— Begin Dataset entries —
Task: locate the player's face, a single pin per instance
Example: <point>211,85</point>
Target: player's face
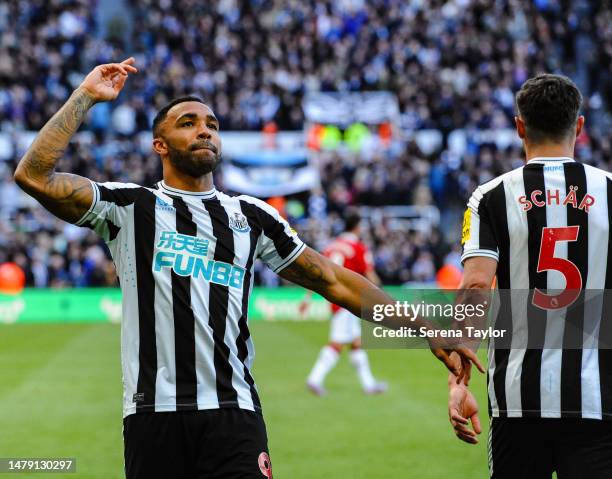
<point>191,135</point>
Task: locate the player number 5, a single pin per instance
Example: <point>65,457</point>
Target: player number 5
<point>548,262</point>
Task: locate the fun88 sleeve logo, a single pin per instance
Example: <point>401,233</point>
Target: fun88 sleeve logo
<point>186,256</point>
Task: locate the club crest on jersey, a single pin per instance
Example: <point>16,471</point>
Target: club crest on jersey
<point>239,223</point>
<point>187,255</point>
<point>162,205</point>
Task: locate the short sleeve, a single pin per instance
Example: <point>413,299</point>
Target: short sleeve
<point>279,244</point>
<point>108,211</point>
<point>477,235</point>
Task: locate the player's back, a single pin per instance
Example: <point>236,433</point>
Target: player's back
<point>547,224</point>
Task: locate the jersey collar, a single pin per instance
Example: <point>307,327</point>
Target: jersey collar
<point>549,159</point>
<point>199,194</point>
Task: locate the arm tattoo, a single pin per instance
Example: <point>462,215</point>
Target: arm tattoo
<point>306,270</point>
<point>67,196</point>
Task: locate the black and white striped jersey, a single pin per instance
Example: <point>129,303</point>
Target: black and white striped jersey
<point>185,265</point>
<point>547,224</point>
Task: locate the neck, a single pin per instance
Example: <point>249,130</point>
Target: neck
<point>180,181</point>
<point>552,150</point>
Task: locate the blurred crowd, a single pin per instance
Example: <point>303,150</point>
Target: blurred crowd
<point>451,63</point>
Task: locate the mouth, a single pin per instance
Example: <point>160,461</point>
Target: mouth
<point>204,146</point>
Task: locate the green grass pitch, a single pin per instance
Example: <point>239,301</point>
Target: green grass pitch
<point>60,395</point>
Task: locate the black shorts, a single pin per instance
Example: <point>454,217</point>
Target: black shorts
<point>215,443</point>
<point>526,448</point>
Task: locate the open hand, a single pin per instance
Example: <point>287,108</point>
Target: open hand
<point>104,82</point>
<point>462,368</point>
<point>463,408</point>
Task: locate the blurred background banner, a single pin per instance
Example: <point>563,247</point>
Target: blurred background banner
<point>37,305</point>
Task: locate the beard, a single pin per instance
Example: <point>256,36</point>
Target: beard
<point>194,163</point>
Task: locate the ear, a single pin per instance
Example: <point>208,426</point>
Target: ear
<point>159,146</point>
<point>579,125</point>
<point>520,127</point>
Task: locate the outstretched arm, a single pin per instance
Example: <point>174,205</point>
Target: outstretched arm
<point>348,290</point>
<point>65,195</point>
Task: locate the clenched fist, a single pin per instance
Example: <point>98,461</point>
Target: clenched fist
<point>104,82</point>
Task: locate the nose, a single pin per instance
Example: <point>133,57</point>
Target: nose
<point>204,133</point>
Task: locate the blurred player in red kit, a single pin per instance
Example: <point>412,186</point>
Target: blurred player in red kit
<point>350,252</point>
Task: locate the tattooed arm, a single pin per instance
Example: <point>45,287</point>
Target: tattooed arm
<point>337,284</point>
<point>65,195</point>
<point>354,292</point>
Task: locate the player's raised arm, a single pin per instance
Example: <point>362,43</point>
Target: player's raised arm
<point>65,195</point>
<point>347,289</point>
— End Dataset entries —
* _Do this_:
Please output the lines of the listing as a JSON list of strings, one string per line and blank lines left out, starting with the line that contains "Task: locate the nose, a" and continuing through the end of the listing.

* _Final result_:
[
  "Task: locate the nose, a single pin per instance",
  "Example: <point>133,57</point>",
  "Target: nose",
  "<point>204,133</point>",
  "Task: locate the blurred player in red kit, a single pin per instance",
  "Example: <point>412,186</point>",
  "Target: blurred player in red kit",
  "<point>350,252</point>",
  "Task: locate the tattooed arm, a single pin per instance",
  "Example: <point>45,287</point>",
  "Target: tattooed arm",
  "<point>337,284</point>",
  "<point>65,195</point>",
  "<point>354,292</point>",
  "Task: locate the player's raised arm, a single pin per instance",
  "Example: <point>362,43</point>",
  "Target: player's raised arm",
  "<point>65,195</point>",
  "<point>347,289</point>"
]